Re: Embedded language ID pr

From: Asmus Freytag (
Date: Tue Sep 12 1995 - 01:51:14 EDT

We need to separate a few issues here.

1) use and purpose of language identifiers vs. other types of tags
2) standardization of ids as such (.i.e which small integer means which
3) encoding of any language identifiers for use in a) plain text and b)
other protocols

We also need to distinguish between Unicode(R), the Consortium, and
Unicode(tm) the Standard. The former may well take up issues 1-3.
But not in form of inclusion into the latter, but as separate
items, e.g. technical reports. [Only issue 3a) could even remotely
become part of the standard, but that is a statement of scope, not of

To points raised in this posting:

>> Currently, our use of language identifiers is somewhat limited.
>> are used for things like determining codeset and font (no widespread

the above are clearly contrary to anything the UTC might tackle

>> deployment of Unicode yet), when to switch segmentation algorithms,

this is the kind of example where Unicode's character semantics, which
are defined in a language neutral way, could in the long term be
augmented so that language specific variations could be specified.
Treatment of numbers in a Hebrew, vs. Arabic context is one such

>> and flags to invoke other, language-specific tools
>> (e.g. spell-checking, sorting, morphological analysis).

Stored data entries
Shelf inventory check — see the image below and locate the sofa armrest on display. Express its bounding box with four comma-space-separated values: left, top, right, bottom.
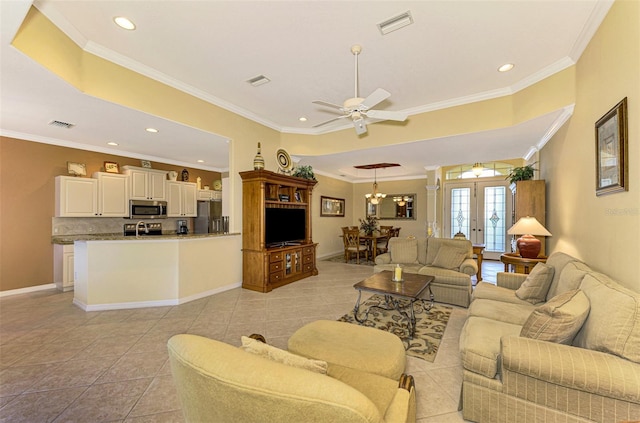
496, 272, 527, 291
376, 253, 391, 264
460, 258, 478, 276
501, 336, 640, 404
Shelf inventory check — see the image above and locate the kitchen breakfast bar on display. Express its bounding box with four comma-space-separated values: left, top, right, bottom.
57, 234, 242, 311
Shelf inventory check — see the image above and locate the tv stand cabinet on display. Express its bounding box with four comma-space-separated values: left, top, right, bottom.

» **Directions**
1. According to the post on language identifiers, which of the listed issues is the only one that could even remotely become part of the Unicode Standard?
2. Carry on the post on language identifiers from its final line.
The entries have no connection to the post on language identifiers.

» **Expected responses**
1. Issue 3a), the encoding of language identifiers for use in plain text.

2.
>> Another concern is that the adoption of a language id approach in a
>> codeset standard might act as a bad precedent. It could open doors
>> for other features that don't really belong in a codeset standard.

>As I see it, the language identifier is actually part of a greater
>range of information that you need for a text, such as how are
>numbers represented, date formats etc. This is also known as the
>locale in C and POSIX terms. There is a general need to know
>which locale any text should be understood by. This information
>can be given out-of-band or in-stream. What I would propose is
>a standardized way to invoke a locale in-stream to solve the
>As also noted above there is a need for this capacity also outside
>UNICODE/10646 and thus I think that UNICODE/10646 encoding is not
>the right way to standardize it in.

One certainly does NOT want to assign Unicode code points directly
as language tags as the first step. This just muddles everything.
However, I believe the UTC should discuss this issue and consider
whether it might be worthwhile to come up with a position regarding
language identifiers (issue 1) from above), especially in what way the
knowledge of text language would influence the _interpretation_ of a
stream of Unicode encoded text. UTC could then review existing sources
of language identifiers and recommend improvements, up to and including
setting up its own list as last resort. None of this would mean that
these are incorporated into the Unicode Standard as such.

Only if, (and that's a big if) there is a compelling need to create
yet another form of mark-up syntax, could a data-stream format be part
of the discussion. I tend to think that the existence of a lot of
mark-up formats would mean that another one is superfluous, but am
willing to see a serious discssion.

There certainly seems to be a bit of interest in this topic, judging
from the mail volume.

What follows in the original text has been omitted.